- **VERSTÄNDNIS PRÜFEN**:
1) Welche Jahre behandeln die beiden Reimwerke laut dem Übungstext?
2) Gib den Inhalt des Übungstexts in zwei Sätzen wieder.
3) Nenne jede Jahreszahl, die im Übungstext vorkommt, jeweils nur einmal.

- **ÜBUNGSTEXT**:

^^^^^^^^^^^^^^^^

Außer dem Froschmeuseler und den oben genannten Dramen dürfen R. noch zwei ziemlich unbedeutende Reimwerke zugeschrieben werden: „Der Hinckende Both, schla jhn die Gicht, Ist kommen, bringt viel andern Bericht. 1589“ (neuer Abdruck 1590) und „Der post Reuter bin ich genant, dem Hinckenden Boten wol bekandt 1590“ (neu abgedruckt 1591). Beides sind gereimte Berichte über die bemerkenswerthesten Begebnisse, die sich während der Jahre 1588 und 1589 in den einzelnen Staaten Europas zugetragen hatten.

^^^^^^^^^^^^^^^^

- **GEGEBENE INFORMATIONEN**:
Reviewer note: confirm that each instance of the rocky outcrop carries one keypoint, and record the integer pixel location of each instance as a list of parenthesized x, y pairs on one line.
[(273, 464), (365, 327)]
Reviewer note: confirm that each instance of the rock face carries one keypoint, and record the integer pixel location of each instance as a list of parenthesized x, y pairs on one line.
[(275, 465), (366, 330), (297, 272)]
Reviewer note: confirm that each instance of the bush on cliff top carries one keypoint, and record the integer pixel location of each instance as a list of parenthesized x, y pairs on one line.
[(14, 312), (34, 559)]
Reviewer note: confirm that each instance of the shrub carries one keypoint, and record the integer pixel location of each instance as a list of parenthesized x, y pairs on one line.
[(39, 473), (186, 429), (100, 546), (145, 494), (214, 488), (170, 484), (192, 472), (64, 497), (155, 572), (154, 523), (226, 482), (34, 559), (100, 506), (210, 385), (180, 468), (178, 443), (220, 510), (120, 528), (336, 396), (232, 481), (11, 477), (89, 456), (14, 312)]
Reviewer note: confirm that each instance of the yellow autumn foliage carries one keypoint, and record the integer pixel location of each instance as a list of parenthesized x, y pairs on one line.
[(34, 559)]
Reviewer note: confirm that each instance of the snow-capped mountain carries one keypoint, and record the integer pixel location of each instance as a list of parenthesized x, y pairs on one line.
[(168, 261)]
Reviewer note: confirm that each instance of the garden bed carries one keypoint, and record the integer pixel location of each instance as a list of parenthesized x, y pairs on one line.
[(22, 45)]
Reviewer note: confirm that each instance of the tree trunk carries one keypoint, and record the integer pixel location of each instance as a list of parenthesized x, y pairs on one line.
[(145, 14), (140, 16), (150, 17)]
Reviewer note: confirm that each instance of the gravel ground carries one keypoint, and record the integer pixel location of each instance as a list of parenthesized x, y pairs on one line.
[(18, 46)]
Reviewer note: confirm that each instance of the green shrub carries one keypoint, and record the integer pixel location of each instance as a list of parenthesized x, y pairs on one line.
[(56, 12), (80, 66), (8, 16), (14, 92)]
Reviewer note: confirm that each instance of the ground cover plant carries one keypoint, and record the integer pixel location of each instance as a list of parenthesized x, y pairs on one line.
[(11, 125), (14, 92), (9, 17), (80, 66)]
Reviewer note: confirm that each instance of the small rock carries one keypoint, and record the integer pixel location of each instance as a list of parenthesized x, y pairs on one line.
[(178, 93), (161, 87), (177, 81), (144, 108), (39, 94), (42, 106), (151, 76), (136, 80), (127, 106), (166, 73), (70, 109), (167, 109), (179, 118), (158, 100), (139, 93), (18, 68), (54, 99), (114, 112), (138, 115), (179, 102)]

^^^^^^^^^^^^^^^^

- **LÖSUNGEN JE AUFGABE**:
1) Die Jahre 1588 und 1589.

2) Neben dem Froschmeuseler und einigen Dramen werden R. noch zwei ziemlich unbedeutende Reimwerke zugeschrieben, nämlich „Der Hinckende Both“ von 1589 und „Der post Reuter“ von 1590. Beide berichten in Reimen über die bemerkenswertesten Ereignisse, die sich 1588 und 1589 in den einzelnen Staaten Europas zugetragen hatten.

3) 1588, 1589, 1590, 1591